#### Given task
Reproduce the material word for word, starting at its first line and ending at the line that contains "x=226 y=174". Include both of those lines.

Source material:
--- --- ---

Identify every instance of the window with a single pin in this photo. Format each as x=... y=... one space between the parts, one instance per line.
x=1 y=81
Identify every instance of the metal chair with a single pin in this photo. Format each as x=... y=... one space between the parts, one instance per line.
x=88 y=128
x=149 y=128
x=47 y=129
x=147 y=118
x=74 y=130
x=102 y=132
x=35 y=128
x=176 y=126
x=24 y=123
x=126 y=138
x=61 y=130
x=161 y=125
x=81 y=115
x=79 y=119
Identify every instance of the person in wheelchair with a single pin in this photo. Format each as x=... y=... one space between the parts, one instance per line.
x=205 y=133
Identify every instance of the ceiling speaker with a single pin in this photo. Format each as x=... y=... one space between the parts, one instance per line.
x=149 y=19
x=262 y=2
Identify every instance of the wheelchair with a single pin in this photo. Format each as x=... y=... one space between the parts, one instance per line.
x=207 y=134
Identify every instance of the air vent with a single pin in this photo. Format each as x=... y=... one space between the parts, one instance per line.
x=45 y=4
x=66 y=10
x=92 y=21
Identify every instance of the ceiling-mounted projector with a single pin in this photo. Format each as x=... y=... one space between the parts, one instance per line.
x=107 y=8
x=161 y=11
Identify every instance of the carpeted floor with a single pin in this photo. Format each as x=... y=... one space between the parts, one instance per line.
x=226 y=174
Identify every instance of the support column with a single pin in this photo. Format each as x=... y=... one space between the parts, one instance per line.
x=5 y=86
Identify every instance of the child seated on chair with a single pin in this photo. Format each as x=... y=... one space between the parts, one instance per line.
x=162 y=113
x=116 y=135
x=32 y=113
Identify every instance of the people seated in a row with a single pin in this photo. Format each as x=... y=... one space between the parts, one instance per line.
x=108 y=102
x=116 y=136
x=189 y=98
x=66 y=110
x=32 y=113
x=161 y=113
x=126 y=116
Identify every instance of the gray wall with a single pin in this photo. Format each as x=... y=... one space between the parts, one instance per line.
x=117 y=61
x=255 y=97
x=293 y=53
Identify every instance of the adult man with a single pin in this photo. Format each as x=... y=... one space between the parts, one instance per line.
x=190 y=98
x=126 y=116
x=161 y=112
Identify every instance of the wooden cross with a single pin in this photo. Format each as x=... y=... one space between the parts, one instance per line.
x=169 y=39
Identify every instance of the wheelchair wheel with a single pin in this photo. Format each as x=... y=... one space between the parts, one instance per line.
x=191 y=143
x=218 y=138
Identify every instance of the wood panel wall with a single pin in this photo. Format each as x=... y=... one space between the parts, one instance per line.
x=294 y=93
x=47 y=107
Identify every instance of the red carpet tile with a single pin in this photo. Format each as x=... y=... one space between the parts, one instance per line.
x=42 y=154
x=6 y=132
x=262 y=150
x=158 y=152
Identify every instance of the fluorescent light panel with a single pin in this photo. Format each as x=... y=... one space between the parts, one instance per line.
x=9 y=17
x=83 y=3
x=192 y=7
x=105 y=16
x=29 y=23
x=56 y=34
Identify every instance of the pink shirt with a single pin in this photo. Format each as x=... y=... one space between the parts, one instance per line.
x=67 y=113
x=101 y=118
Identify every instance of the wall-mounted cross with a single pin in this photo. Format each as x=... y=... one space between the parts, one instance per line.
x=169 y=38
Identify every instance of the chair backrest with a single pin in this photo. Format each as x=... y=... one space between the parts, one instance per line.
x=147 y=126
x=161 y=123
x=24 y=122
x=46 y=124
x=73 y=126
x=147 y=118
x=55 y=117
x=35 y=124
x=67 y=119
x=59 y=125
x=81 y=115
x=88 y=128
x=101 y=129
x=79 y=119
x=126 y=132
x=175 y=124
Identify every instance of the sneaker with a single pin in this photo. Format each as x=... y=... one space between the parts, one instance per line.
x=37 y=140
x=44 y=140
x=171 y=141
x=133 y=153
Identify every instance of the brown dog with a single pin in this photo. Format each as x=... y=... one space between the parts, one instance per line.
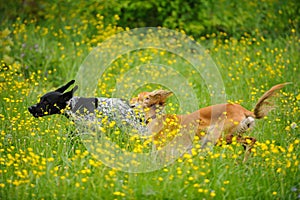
x=221 y=121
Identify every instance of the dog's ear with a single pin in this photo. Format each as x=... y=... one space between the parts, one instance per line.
x=63 y=88
x=68 y=95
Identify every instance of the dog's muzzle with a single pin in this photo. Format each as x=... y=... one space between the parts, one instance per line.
x=32 y=110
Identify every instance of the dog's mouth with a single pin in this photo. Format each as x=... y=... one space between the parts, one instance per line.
x=33 y=111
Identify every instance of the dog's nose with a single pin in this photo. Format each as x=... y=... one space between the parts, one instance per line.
x=31 y=108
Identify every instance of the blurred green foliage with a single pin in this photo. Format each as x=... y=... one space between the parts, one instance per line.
x=197 y=18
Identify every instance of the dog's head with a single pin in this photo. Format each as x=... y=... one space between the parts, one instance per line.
x=53 y=102
x=149 y=99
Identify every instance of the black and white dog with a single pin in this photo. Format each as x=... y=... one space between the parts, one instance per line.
x=82 y=109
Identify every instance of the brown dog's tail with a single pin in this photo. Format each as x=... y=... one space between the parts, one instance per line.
x=263 y=106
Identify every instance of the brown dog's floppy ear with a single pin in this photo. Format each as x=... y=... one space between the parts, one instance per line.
x=163 y=93
x=63 y=88
x=160 y=95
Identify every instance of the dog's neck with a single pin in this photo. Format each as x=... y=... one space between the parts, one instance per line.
x=154 y=112
x=81 y=105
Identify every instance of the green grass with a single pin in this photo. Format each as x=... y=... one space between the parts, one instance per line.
x=41 y=160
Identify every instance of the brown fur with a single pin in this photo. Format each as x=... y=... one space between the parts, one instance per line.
x=216 y=120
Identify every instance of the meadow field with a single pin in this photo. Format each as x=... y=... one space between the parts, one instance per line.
x=43 y=45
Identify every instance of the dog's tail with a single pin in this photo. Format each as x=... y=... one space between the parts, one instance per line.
x=264 y=105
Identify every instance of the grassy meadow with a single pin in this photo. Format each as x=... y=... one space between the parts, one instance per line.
x=44 y=48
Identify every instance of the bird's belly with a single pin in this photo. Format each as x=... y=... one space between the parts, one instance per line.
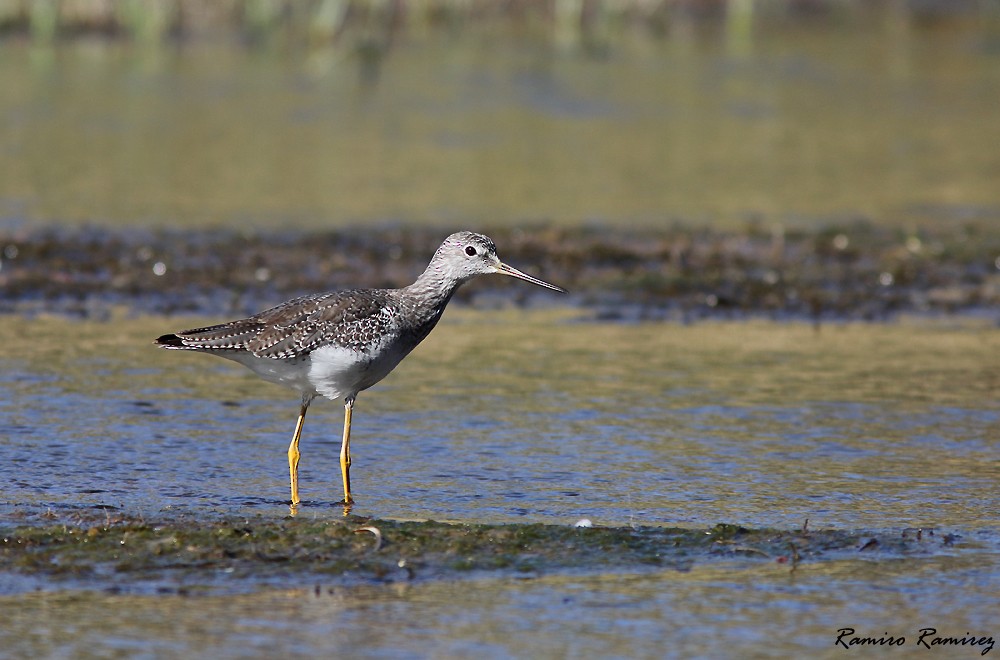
x=337 y=372
x=293 y=373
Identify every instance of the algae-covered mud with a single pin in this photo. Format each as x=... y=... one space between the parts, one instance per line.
x=115 y=553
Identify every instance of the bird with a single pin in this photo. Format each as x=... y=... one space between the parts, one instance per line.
x=338 y=344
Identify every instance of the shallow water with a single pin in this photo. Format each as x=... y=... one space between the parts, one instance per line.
x=795 y=122
x=526 y=417
x=711 y=611
x=518 y=416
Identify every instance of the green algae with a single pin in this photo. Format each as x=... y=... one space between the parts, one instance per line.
x=127 y=550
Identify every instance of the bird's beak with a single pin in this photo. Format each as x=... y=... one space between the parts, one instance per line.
x=504 y=269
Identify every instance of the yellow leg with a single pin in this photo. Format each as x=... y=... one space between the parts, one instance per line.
x=293 y=451
x=345 y=451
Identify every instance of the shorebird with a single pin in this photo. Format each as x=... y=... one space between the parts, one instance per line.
x=340 y=343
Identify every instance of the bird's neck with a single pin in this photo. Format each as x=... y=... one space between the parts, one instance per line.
x=432 y=290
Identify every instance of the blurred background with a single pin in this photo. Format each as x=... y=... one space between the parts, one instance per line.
x=468 y=113
x=802 y=157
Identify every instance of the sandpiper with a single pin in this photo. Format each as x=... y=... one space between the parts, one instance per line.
x=338 y=344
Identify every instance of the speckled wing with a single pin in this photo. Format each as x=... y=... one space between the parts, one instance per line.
x=357 y=320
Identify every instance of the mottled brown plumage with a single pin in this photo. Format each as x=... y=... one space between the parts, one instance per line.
x=338 y=344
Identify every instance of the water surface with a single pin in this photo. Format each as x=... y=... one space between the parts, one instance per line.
x=789 y=123
x=516 y=416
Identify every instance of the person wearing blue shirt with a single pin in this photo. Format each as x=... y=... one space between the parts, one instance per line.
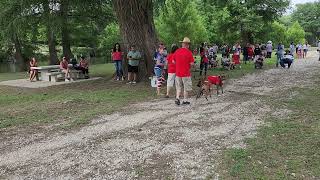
x=287 y=59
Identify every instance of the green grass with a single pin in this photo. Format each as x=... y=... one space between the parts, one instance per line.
x=101 y=70
x=76 y=104
x=286 y=149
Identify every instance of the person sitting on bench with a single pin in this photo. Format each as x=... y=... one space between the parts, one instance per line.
x=84 y=67
x=33 y=72
x=64 y=66
x=286 y=59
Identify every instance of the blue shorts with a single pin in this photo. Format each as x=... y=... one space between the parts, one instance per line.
x=158 y=71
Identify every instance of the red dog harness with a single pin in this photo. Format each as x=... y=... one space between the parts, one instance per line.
x=216 y=80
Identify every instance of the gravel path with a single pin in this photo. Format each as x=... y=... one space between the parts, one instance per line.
x=153 y=140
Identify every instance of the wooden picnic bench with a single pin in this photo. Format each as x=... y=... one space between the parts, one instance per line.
x=53 y=73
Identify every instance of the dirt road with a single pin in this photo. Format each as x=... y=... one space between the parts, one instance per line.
x=154 y=140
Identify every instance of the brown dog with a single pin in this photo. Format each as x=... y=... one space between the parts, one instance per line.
x=206 y=83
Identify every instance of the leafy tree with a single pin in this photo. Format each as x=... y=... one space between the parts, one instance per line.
x=308 y=15
x=180 y=18
x=278 y=33
x=244 y=19
x=296 y=33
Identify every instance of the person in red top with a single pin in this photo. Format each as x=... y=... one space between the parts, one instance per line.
x=116 y=56
x=204 y=59
x=171 y=69
x=184 y=60
x=33 y=72
x=84 y=66
x=64 y=66
x=250 y=52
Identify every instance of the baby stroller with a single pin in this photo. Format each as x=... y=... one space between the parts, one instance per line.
x=258 y=64
x=227 y=64
x=213 y=61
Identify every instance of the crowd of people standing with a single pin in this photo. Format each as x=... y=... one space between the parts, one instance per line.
x=173 y=66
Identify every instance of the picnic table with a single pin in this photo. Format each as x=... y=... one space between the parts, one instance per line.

--- --- ---

#### The response
Identify every instance of the window with a single pin in this photo. Format each as x=... y=... one space between the parts, one instance per line.
x=1 y=81
Identify every instance of the metal chair with a single pin in this photo. Format each as x=... y=... one space between the parts, one instance per line.
x=88 y=128
x=149 y=128
x=47 y=129
x=147 y=118
x=74 y=130
x=102 y=132
x=35 y=128
x=176 y=126
x=24 y=123
x=126 y=138
x=61 y=130
x=161 y=125
x=81 y=115
x=79 y=119
Identify every instance of the person in wheelchair with a single pin in this photo. Format each as x=... y=... one space between the parts, one instance per line.
x=205 y=133
Identify every instance of the ceiling speaker with a single pin in this photo. Format each as x=... y=... one space between the parts, one instance per line.
x=149 y=19
x=262 y=2
Identify every instance of the wheelchair with a single pin in this photo. Format each as x=... y=... one space between the parts, one instance per line.
x=207 y=134
Identify every instance of the air vent with a single pin in this photo. Format each as x=... y=... one space between the parts, one instance per line.
x=45 y=4
x=66 y=10
x=92 y=21
Identify every instance of the ceiling-mounted projector with a single pin in this photo. Format each as x=... y=... one space between the parts, one instance per line.
x=107 y=8
x=161 y=11
Identify every instance of the carpeted floor with a single pin in this photo. Format each as x=... y=... one space between the parts, one instance per line.
x=226 y=174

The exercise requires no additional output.